_DOCUMENT_
▬▬▬

Marcello La Rocca

Posted on Oct 14, 2020

Ternary Search Tree: Core Methods (Java Implementation)

#algorithms #java #100daysofcode #computerscience

To better understand TST, it's important to look at some concrete implementations - in particular, I chose to use Java in this series.

mlarocca / AlgorithmsAndDataStructuresInAction

Advanced Data Structures Implementation

With recursive structures, like trees and lists, I usually define a class for the container, what will be shared with the clients and implement the public interface of the data structure, and a private class for the list/tree nodes.

public class Tst implements StringsTree {

    private TstNode root;
    public Tst() {
        root = null;
    }

    public Optional<String> search(String element) {
            return root == null || root.search(element) == null ? null : element;
    }
    ...
}

The Tst class is just a wrapper for the root of the tree, and all methods are just forwarded to their equivalents for the single nodes.

Of course, in Java you might also want to define an interface that sets in stone the behavior of the container, if you have another concrete class that can interchangeably perform the same operations (in this case we do, because we can implement a Trie class that has the exact same behavior), or in general if you want to decouple the abstract API from the concrete implementation.

The TstNode class is much more interesting than the tree wrapper, because it contains all the logic.

private class TstNode {

    private Character character;
    private boolean storesKey;

    private TstNode left;
    private TstNode middle;
    private TstNode right;

    public TstNode(String key) {
       ...
    }

It needs to have fields for the three children of a node, and for the character that each node holds.
I t also needs a way to mark nodes that stores a key: in this version of trie/tst, the containers are just sets, holding the strings stored in them, so I used a boolean flag; however, we can easily implement these trees as dictionaries (which will thenn associate a value to each key stored) by replacing the storesKey flag with a generic field for a value, for instance:

private class TstNode<T> {

    private Character character;
    private T value = null;

    private TstNode left = null;
    private TstNode middle = null;
    private TstNode right = null;

    public TstNode(String key, T value) {
        if (key.isEmpty() || value == null) {
            throw new IllegalArgumentException();
        }
        character = key.charAt(0);
        if (key.length() > 1) {
            // Stores the rest of the key in a midlle-link chain
            middle = new TstNode(key.substring(1), value);
        } else {
            this.value = value;
        }
    }

You can also see the implementation of the constructor for the dictionary version above. Obviously value could be any type inheriting from Object.

▬▬▬

_WHAT YOU WILL DO_
(a) In the ternary search tree post, what does the set version of TstNode use to mark nodes that store a key?
(b) Carry the ternary search tree post forward from its last sentence.

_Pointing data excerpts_
▬▬▬

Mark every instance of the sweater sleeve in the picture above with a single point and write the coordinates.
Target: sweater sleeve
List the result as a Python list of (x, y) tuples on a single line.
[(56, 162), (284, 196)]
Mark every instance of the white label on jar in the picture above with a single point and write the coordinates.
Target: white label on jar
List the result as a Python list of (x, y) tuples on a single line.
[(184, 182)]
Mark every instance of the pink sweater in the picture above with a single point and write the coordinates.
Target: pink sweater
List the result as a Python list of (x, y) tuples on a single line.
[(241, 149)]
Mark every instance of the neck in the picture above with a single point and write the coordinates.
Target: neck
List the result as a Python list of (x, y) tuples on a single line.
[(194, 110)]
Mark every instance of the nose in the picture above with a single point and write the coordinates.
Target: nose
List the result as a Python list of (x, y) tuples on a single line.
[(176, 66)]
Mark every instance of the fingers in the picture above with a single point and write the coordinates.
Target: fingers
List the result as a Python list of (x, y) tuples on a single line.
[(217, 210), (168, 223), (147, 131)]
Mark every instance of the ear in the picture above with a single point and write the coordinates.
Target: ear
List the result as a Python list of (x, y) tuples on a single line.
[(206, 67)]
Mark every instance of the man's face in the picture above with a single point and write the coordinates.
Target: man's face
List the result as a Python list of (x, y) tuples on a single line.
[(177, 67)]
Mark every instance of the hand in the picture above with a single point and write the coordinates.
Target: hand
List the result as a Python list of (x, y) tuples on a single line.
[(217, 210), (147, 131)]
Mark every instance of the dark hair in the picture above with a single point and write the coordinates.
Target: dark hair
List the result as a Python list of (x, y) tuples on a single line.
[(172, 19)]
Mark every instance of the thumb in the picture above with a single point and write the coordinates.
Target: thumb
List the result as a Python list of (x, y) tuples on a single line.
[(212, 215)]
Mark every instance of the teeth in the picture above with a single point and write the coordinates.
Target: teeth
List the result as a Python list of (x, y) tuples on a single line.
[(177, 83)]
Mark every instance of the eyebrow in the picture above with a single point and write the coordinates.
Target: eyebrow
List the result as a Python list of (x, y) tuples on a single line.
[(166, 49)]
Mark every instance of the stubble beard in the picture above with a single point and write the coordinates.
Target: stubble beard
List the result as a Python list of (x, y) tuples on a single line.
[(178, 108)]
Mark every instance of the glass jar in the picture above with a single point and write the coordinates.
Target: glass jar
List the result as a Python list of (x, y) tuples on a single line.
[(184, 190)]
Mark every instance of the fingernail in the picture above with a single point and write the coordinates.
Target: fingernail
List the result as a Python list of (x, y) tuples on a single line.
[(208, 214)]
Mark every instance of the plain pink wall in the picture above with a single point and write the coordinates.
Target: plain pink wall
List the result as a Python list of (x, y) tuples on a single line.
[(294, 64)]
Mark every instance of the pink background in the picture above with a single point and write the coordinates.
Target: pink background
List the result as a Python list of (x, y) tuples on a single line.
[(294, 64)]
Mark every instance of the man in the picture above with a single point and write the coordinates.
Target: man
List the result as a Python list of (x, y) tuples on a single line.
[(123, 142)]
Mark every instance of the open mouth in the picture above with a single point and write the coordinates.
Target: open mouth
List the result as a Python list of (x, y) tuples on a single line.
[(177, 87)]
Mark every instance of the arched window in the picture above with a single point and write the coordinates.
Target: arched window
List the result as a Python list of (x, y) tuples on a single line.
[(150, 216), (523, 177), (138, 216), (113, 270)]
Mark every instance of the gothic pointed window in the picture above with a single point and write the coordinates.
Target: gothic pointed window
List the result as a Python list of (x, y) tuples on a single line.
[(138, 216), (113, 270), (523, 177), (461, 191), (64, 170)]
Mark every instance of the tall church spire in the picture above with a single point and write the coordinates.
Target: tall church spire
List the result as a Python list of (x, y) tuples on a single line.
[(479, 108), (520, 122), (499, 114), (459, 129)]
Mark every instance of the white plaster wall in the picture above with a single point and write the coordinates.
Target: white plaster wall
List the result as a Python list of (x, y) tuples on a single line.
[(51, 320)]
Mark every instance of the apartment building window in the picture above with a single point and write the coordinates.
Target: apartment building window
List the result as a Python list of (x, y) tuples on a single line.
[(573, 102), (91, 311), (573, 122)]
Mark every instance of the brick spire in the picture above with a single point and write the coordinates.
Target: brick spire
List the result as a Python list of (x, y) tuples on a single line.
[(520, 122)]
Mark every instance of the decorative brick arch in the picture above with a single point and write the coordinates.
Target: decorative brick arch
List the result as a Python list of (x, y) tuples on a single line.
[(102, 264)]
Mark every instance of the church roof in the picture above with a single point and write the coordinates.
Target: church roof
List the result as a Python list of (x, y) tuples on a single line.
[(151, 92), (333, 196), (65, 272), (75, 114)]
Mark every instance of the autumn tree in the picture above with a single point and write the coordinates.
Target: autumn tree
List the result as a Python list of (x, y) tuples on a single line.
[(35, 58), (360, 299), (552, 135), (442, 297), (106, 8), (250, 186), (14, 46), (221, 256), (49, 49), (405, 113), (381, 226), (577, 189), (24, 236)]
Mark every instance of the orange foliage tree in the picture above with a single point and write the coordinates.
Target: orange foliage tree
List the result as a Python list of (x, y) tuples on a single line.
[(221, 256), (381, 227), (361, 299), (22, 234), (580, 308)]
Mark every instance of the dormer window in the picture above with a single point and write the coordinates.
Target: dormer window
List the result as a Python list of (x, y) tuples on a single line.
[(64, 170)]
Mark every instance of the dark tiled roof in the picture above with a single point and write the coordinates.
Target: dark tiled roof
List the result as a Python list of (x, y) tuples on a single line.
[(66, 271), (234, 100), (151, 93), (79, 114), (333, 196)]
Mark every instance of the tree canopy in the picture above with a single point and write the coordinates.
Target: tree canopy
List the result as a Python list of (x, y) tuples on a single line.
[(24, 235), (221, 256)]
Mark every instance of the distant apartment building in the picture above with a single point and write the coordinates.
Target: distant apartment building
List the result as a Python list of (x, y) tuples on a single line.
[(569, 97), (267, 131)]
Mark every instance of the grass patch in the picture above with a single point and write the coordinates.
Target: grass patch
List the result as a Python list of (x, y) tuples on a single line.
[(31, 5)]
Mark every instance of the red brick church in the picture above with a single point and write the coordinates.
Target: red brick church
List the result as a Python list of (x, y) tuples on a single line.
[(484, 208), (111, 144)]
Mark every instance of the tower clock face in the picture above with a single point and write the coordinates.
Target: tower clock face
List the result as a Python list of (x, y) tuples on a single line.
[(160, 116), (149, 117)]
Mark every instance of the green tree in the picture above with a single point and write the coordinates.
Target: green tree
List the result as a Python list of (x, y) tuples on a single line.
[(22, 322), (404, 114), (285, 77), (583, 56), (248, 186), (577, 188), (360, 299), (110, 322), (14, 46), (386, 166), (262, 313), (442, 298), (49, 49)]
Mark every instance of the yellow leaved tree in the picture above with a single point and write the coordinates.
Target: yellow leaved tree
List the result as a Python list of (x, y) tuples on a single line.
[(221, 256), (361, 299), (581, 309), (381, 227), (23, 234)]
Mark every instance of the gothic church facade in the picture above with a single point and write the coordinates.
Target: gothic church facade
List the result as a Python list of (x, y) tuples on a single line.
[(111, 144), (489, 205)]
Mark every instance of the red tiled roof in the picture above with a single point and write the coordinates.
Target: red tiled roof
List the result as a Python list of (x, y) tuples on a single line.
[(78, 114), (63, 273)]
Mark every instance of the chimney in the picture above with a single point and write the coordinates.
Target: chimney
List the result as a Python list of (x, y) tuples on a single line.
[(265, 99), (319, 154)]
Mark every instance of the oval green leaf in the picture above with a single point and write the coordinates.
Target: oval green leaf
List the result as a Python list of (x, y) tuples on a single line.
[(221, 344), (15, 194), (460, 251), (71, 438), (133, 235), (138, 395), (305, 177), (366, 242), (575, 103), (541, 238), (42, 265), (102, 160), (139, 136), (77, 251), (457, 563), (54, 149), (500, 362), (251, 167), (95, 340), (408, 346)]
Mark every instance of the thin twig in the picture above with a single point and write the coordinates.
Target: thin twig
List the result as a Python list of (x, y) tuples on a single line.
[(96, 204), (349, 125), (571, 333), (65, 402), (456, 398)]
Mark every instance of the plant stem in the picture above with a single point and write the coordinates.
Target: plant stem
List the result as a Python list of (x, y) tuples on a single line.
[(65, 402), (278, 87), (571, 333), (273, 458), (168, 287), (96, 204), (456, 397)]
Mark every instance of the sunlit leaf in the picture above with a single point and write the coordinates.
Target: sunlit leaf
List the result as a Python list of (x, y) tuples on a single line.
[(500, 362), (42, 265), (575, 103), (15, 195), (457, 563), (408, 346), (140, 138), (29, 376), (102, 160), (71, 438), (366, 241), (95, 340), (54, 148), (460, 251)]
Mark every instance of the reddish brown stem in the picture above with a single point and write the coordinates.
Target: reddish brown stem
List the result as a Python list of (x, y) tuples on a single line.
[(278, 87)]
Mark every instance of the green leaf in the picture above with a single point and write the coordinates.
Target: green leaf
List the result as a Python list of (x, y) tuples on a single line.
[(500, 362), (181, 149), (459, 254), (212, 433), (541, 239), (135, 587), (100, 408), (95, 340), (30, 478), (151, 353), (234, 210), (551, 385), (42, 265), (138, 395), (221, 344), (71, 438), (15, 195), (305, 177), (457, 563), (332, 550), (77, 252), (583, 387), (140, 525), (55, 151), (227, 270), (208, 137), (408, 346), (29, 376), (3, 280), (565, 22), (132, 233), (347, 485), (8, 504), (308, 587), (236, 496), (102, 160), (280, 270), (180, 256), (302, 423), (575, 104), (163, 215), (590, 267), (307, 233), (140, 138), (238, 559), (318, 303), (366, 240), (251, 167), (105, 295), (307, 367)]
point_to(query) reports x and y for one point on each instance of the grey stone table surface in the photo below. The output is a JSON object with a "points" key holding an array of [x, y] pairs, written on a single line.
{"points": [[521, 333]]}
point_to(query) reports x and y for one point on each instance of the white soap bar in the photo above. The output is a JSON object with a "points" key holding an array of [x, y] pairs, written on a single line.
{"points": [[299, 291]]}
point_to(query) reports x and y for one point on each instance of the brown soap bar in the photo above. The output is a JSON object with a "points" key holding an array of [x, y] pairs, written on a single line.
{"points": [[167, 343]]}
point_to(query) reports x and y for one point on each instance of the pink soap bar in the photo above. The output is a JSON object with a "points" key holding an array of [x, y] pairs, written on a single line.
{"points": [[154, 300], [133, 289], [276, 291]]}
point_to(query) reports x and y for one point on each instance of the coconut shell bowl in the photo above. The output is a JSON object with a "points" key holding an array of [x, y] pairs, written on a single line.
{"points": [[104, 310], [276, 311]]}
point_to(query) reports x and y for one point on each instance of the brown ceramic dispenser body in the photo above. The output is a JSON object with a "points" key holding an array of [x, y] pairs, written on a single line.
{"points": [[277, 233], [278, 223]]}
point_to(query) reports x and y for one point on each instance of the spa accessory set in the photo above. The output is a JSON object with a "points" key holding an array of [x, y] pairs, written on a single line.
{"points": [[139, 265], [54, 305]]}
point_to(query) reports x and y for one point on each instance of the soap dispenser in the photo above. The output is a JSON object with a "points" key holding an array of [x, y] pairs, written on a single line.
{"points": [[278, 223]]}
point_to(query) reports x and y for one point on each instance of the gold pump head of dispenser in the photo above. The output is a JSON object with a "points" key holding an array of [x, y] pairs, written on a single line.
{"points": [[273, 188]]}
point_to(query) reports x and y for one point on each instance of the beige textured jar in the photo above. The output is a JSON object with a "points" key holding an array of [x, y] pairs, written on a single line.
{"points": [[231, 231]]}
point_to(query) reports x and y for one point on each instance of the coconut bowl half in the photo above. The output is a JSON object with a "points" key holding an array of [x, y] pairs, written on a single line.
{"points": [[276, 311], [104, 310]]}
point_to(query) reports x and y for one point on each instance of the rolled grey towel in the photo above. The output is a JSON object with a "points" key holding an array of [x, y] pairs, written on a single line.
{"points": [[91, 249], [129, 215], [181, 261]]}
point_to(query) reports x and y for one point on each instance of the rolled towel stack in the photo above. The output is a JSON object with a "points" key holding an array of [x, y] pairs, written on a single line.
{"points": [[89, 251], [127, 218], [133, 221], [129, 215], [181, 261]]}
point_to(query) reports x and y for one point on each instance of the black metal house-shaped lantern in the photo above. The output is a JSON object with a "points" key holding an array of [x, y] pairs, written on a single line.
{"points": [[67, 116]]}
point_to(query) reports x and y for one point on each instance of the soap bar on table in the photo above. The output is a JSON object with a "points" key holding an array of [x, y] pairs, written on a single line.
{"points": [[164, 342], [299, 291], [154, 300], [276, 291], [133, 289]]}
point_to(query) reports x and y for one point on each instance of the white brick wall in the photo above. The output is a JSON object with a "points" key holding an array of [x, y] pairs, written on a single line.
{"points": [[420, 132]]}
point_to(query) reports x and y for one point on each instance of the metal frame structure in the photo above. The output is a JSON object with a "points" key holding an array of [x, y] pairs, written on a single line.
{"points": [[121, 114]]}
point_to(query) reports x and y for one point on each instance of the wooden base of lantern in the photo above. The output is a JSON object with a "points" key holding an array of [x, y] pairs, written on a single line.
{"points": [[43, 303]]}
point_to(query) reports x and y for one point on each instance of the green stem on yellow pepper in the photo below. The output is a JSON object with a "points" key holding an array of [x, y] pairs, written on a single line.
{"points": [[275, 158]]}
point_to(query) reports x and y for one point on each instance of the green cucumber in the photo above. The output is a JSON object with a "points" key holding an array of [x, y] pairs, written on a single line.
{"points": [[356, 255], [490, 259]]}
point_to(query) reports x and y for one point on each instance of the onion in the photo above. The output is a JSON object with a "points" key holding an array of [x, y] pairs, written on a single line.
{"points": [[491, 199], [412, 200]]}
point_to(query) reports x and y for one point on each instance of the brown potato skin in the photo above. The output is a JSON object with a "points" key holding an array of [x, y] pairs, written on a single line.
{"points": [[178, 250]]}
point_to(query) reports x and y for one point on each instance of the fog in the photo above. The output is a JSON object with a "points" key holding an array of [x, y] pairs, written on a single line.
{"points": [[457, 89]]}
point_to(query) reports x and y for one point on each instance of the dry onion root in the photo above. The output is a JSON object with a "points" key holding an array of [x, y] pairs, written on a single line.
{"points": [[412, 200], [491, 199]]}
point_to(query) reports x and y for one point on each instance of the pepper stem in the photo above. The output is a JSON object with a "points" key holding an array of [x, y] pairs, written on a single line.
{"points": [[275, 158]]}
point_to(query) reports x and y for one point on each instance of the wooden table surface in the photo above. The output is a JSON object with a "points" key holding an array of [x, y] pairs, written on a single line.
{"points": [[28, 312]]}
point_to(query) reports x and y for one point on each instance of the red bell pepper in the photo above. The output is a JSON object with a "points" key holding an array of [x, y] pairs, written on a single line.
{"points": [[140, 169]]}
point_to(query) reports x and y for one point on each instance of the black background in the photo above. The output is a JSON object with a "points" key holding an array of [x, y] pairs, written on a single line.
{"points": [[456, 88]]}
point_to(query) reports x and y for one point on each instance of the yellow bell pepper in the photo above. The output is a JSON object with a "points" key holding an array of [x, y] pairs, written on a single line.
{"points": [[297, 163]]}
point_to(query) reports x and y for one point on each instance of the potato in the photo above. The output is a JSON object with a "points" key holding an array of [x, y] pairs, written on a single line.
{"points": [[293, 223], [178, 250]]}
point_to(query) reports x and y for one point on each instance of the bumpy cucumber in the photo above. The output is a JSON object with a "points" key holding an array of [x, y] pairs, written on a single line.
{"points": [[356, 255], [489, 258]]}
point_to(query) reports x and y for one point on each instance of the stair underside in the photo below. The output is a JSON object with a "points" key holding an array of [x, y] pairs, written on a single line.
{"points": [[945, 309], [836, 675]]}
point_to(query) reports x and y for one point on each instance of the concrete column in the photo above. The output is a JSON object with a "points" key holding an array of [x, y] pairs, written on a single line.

▬▬▬

_RESPONSES TO THE EXERCISE_
(a) A boolean flag named storesKey.

(b)
Constructing a new node to store a key-value pair is easy: we need to create a middle-link chain (which resembles a linked list, at this point!), so we take the first character in the string, store it in the currently-being-created node, and then (unless is was also the last character) create a sub-tree (or better, a sub-chain of nodes, linked through middle-links), that will be stored as the middle-child of current node.

Notice that value will be stored only in the very last node of the chain.

Adding a New Key-Value Pair

Once we have created our empty TST, we need a method to fill it with key/value pairs. This is probably the one method with which we need to be more careful when we write the TST wrapper, because we can deal with an empty root, and in that case we also assign it.

public boolean Tst<T>::add(String element, T value) {
    if (root == null) {
        root = new TstNode<T>(element, value);
        return true;
    } else {
        return root.add(element) != null;
    }
}

The core of the algorithm, however, still lies in the TstNode class.
In the listings above and below I omitted some of the checks on the arguments just for the sake of space: we want to make sure that the key is not null and not empty, and that the value is not null. We can perform those checks once per client call in Tst::add.

The figure below shows the results of adding words in the tongue-twister "she sells sea shells on the sea shore" to an empty TST. All words are added in the order they appear in the sentence, but we don't add duplicates ("sea" appears twice 😉).

Since we start with an empty tree (i.e. Tst::root is null), for the first word, "she", the method just creates a middle-link chain, a list of nodes holding those three characters. As we progress, more and more branches are created, each at the end if the common prefix of an existing word and the newly inserted one.

Let's pause before adding the last word in the sentence, "shore", and review how the add methods work: then we can use this word to detail a step-by-step example.

The first and most important thing that the method needs to check is (assuming key is not empty) how the first character in the key compares to the character stored in the current node.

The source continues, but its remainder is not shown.